■ Text segment ■
1.2 Classification of optimization在线视频

Hi,everyone.

Welcome to this class.

In this class,

So the classification of optimization.

In this part,

we will mainly talk about

how to do classification

for optimization problems

and then

pay attention to convex optimization.

Finally we will present what are algorithms

Now actually,

there are different kinds of

optimization classifications.

They divide optimization problems into different ways.

For example,

we have constrained and unconstrained optimization.

And we got continuous and discrete optimization.

Also global optimization and local optimization.

And also

stochastic optimization and deterministic optimization.

Finally is the convex and nonconvex optimization.

In the following,

we will discuss them one by one.

Now,

for constrained and unconstrained optimization problems,

they are actually depend on

whether there are restrictions on the problem.

So if there is no restrictions on variables,

then we call it unconstrained optimization.

If there are restrictions on variables,

then it is actually

a constrained optimization problem.

So if you look at this figure here,

and for figure (a)

you got no restrictions on x.

So this is the curve of function values.

And for the variable x,

they are all in n-dimensional space.

And for figure (b)

we have some restrictions on variables.

So we require the interval must between

a and b.

In other words,

for figure (b),

it is constrained optimization problem.

So it is easy to see that

for unconstrained optimization problem,

it may be easier

because there is no restrictions on variables.

However, for constrained optimization,

you may design complicated algorithms

because you have to take care of the restrictions.

Let's take a look at continuous and discrete optimization.

For continuous optimization,

it actually means that

the feasible region is uncountable infinite.

In this case,

we call it continuous optimization.

For example,

you got a feasible region like this,

the dark part is the feasible region.

Of course,

there are uncountable infinite points in this region.

So for this case,

the problem is continuous optimization.

However,

if not

or if the feasible region contains finite

number of points,

then we call it discrete optimization.

For example,

you got the feasible region as the dotted point.

So for this dotted point,

these are the feasible region of this problem.

In this case,

it is called discrete optimization.

So what is the theoretical difference

that discrete and

continuous optimization will make?

As we can see

for continuous optimization,

the benefit that you can have

is you may use the local information

to estimate the status of the point.

However,

for discrete optimization,

it is not that easy

to use neighboring information.

Because even the two points

they are neighbors,

there may be great changes

from this point to this point.

So it brings potential difficulty

to solve discrete optimization.

So as we can see,

discrete optimization

may be more difficult

than continuous optimization.

In the following,

we give a very typical class

of discrete optimization,

which is called integer programming.

Integer programming

actually deals with variables

whose value would be only binary

or integers.

So if the variables

they can choose only integers,

then it will be called

integer programming.

For example,

whether or not we

put a factory in a certain city,

this will be an integer programming.

We will use an integer variable

to denote this decision variables.

■ Dataset excerpts ■

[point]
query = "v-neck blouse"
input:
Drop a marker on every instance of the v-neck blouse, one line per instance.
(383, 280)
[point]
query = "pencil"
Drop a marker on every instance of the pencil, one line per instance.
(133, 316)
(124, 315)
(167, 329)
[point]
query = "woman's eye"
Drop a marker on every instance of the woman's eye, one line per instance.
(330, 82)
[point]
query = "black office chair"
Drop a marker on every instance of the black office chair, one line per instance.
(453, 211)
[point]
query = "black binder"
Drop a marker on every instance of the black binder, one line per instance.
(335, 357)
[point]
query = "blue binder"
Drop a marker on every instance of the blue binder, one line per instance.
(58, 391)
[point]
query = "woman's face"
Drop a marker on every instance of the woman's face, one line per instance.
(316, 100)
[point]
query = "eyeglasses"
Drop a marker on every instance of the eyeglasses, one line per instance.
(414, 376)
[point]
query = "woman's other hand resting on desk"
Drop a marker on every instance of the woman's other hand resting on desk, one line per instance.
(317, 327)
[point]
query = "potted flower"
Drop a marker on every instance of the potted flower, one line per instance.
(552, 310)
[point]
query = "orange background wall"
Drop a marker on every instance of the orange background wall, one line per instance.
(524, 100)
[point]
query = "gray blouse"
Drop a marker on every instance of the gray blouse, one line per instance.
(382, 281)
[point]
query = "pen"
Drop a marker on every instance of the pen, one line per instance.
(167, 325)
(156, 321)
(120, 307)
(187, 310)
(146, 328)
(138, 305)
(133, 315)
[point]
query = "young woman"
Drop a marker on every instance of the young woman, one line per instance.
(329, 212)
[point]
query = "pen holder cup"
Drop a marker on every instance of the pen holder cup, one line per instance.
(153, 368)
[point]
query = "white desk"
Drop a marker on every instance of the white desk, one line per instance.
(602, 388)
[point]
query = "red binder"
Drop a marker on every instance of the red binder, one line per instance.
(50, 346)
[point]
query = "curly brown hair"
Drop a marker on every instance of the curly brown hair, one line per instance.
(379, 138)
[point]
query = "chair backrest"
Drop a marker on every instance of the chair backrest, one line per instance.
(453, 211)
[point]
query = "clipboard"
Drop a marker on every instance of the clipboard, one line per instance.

■ Problems to solve ■
- A) Output the part of the optimization lecture starting with "Finally is the" and going on through "on the problem.".
- B) Pick up the optimization lecture at the point where it stops and continue it.
The items above are separate from the optimization lecture.

■ Outputs ■
- A)
Finally is the convex and nonconvex optimization.

In the following,

we will discuss them one by one.

Now,

for constrained and unconstrained optimization problems,

they are actually depend on

whether there are restrictions on the problem.

- B)
In this case,

it will be an integer programming.

Now let's take a look at the

third part of classification.

Actually,

it is global or local optimization.

So the difference

between global and local optimization

are actually the aims.

If you're seeking for local optimizers,

then it is actually

local optimization problem.

If you're trying to seek

the global minimizers,

then it is called global optimization.

For example,

I plot a figure here.

And this is the curve of the function values.

So you can see that

there are many valleys here

And for each valley here,

there will be a local minimizer.

And of course

we can find that zero

is the global minimizer.

so this is the local and global minimizer.

So roughly speaking,

what is local minimizer?

Local minimizer means that

at this point x,

the function value

reaches the lowest value

within a neighborhood of this x.

Then x will be a local minimizer.

In contrast,

if at point x the function value

reaches the lowest

value among all the feasible points,

then it is called the global minimizer.

So this is just roughly speaking,

we will talk about more details about

local and global minimizers

in chapter two.

Now

let's take a look at

stochastic and deterministic optimization.

First let's take a look at this

optimization problem.

So we got objective.

And also we got decision variables

in n-dimensional space.

Finally, we got some restrictions,

which are equality constraints.

So to find this x,

this vector c and b

are parameters of this model.

In other words,

we need to know

c and b before we solve this problem.

However,

in some real applications,

c and b may not

be totally known

when we solve this problem.

In this case,

this will be called the stochastic optimization.

Otherwise,

if c and b are totally known

before we solve this problem,

then we will call it deterministic

optimization problem.

Finally,

let's talk about convex

and nonconvex optimization.

So what is convex optimization?

Roughly speaking,

you got convex function

for minimization problem,

and also the convex feasible set.

If the two issues are satisfied,

then the problem will be called

convex optimization problem.

Otherwise,

it is nonconvex optimization problem.

Let's take a look at the two curves here.

And for this function,

we can actually

know that this function is a convex function.

And for this function here,

it is nonconvex

because you got many local minimizers here.

We will talk about

convex optimization

in more details in the following.

Now,

to talk about

a convex optimization problem,

the first definition we need to know

is the convexity.

Let's first introduce

what is convex set.

So what is convex set?

If you take a look at the

four figures here,

can you identify

what are the convex sets

among them?

The first one, the second one

they are convex sets actually.

Why?

Ok so before

we introduce the mathematical definition,

let's take any two points

in the figure,

and we draw the line segment

between the two points.

If the line segment

entirely lies in this set,

then this set will be called a convex set.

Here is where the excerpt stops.